## Document text
The Old Age, Survivors and Disability Insurance tax, also known as the Social Security tax, is one of the two taxes that make up the Federal Insurance Contributions Act taxes, along with the Medicare tax. These are commonly referred to as FICA taxes. Both employees and employers pay a portion of the OASDI tax, but it doesn't apply to all types of income.
The OASDI tax applies a fixed tax rate to both the employer and employee based on the income for the year. As of 2012, the employee pays 4.2 percent on all income subject to OASDI and the employer pays 6.2 percent. For example, if you earn $50,000 per year at your job, you will pay $2,100 out of your paycheck and your employer will pay an additional $3,100 in OASDI taxes for you.
Only Earned Income
The OASDI tax only applies to earned income, not unearned income. Earned income refers to money you receive for performing work, such as wages from your job or bonus income. For example, if you have $40,000 of wages and $10,000 of investment income, you only have to pay the OASDI tax on the $40,000 of wages; the $10,000 of investment income is exempt.
OASDI Tax Limits
The OASDI tax only applies to earned income up to the annual limit. After your earned income for the year exceeds the limit, you don't have to pay the OASDI tax on any additional income. For example, in 2012 the income limit is $110,100, for a maximum OASDI tax of $4,624.20. As a result, whether your earned income is $110,100 or $1 million, you will pay the same amount of OASDI tax.
Limits Separate for Spouses
If you are married, the limits on how much of your income is subject to the OASDI tax apply separately to each spouse, even if you file a joint return. For example, using the 2012 tax rates and income limits, if each spouse has $110,100 of earned income, each spouse would pay $4,624.20 in OASDI taxes for a total of $9,248.40. However, if one spouse had $220,200 of earned income and the other spouse had none, the first spouse would pay $4,624.20 in OASDI taxes and the second spouse would pay none.

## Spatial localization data
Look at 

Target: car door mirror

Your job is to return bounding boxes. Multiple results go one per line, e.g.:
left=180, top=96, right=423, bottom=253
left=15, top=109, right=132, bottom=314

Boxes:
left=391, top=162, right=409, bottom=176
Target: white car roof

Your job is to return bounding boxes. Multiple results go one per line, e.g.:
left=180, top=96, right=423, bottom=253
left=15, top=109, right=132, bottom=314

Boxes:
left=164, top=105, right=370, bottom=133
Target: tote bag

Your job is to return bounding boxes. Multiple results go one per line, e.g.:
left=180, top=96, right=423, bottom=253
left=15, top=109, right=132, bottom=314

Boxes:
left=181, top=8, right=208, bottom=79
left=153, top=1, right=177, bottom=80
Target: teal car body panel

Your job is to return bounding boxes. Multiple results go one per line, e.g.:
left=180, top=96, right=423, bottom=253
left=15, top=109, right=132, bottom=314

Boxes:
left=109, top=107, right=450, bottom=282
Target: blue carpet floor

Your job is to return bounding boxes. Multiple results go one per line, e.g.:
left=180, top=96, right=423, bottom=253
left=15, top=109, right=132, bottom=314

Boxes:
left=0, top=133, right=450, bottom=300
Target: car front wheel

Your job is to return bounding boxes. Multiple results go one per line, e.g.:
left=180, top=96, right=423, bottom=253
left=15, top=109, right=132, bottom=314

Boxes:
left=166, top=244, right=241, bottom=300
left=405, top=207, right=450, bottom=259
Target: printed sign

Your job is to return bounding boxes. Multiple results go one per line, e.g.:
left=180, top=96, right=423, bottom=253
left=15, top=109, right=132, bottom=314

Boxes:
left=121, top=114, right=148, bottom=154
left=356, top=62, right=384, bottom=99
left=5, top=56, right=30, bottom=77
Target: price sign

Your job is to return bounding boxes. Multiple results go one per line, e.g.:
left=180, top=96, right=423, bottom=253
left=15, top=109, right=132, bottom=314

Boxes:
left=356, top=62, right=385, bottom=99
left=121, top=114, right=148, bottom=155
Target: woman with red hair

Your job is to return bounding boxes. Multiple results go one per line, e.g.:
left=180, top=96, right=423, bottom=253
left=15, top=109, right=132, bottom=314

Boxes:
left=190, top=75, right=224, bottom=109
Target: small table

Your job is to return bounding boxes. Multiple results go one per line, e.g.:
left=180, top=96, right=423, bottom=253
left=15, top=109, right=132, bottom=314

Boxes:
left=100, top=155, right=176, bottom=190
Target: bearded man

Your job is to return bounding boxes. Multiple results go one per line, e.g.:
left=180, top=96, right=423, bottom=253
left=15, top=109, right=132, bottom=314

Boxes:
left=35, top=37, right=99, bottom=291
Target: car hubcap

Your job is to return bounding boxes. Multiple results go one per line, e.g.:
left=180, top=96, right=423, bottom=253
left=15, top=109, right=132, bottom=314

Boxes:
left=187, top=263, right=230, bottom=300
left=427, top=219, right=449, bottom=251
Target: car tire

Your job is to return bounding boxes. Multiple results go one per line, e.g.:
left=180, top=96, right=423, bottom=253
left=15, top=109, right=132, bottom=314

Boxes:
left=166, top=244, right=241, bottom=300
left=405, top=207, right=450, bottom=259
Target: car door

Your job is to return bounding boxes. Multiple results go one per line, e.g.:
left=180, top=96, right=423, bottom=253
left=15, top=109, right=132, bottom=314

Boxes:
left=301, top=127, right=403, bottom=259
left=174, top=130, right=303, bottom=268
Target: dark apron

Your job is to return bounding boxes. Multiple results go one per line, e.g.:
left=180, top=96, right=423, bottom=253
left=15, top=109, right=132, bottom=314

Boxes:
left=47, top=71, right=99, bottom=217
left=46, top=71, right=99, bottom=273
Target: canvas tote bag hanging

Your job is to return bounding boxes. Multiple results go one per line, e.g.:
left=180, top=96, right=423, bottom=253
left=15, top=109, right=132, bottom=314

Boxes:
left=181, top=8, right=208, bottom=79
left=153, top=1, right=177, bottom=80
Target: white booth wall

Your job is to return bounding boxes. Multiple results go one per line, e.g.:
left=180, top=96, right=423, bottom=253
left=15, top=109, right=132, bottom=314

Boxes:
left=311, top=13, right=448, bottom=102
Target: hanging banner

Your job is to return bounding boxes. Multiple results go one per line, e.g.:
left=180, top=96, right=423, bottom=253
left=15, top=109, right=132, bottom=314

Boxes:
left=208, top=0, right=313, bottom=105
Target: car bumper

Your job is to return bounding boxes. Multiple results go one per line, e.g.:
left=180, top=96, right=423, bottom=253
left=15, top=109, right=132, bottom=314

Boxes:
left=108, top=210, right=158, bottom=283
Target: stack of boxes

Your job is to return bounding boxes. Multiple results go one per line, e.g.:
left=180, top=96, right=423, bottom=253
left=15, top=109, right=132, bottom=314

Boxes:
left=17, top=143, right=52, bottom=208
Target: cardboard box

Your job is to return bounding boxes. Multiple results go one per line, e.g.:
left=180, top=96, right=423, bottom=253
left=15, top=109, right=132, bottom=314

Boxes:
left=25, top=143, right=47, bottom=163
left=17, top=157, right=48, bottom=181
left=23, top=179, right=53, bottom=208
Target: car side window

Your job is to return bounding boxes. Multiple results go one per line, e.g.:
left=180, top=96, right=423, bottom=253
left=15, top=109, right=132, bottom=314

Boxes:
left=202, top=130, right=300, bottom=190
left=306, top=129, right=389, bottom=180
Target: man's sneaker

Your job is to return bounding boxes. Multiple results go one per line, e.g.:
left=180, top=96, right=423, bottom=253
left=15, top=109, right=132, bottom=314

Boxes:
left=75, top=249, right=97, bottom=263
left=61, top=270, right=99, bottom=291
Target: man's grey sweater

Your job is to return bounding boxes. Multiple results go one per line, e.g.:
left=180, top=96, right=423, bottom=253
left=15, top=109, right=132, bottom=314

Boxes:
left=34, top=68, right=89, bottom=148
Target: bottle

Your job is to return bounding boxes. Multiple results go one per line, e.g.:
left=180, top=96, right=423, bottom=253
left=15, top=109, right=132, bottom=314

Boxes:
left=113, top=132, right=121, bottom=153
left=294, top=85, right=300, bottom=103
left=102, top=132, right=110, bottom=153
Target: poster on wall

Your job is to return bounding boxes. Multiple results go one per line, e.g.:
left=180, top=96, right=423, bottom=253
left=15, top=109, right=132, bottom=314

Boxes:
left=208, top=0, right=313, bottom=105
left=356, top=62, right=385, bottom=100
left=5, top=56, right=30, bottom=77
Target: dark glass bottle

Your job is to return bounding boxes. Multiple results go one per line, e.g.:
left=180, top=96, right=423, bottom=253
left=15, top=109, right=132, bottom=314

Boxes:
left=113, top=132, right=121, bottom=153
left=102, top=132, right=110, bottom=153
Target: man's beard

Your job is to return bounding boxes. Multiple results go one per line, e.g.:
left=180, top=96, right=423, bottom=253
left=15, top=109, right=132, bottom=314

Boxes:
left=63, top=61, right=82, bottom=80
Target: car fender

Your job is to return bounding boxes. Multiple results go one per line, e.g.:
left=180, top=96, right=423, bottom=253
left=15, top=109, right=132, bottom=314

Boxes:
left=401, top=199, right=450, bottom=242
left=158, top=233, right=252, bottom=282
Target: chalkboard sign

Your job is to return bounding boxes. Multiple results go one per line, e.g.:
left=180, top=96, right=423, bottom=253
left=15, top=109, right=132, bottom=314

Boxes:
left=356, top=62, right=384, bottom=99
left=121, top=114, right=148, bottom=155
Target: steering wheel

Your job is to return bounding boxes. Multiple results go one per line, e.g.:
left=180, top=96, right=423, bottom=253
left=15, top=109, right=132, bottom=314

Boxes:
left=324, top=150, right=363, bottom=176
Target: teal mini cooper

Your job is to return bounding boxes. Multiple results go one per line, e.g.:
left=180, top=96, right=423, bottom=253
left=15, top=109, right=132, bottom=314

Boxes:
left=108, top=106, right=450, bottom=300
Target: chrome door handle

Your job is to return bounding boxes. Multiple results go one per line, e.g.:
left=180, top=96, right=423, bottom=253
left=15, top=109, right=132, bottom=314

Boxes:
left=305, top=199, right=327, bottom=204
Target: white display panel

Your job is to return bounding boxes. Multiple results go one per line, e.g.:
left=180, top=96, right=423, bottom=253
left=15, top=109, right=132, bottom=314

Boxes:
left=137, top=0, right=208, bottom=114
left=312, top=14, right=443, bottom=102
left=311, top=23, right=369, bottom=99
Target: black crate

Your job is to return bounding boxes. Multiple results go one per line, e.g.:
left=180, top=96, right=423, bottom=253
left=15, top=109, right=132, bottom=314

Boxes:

## Task instructions
1. Copy word for word the part of the OASDI tax text that opens with the words containing "The OASDI tax applies" and closes with "taxes for you.".
2. Answer these questions from the OASDI tax text:
(a) Which tax, together with the OASDI tax, makes up the FICA taxes?
(b) As of 2012, what percentage does the employee pay on income subject to OASDI?
(c) What is the 2012 income limit for the OASDI tax?
None of this data is needed.

## Results
1.
The OASDI tax applies a fixed tax rate to both the employer and employee based on the income for the year. As of 2012, the employee pays 4.2 percent on all income subject to OASDI and the employer pays 6.2 percent. For example, if you earn $50,000 per year at your job, you will pay $2,100 out of your paycheck and your employer will pay an additional $3,100 in OASDI taxes for you.

2.
(a) The Medicare tax.
(b) 4.2 percent.
(c) $110,100.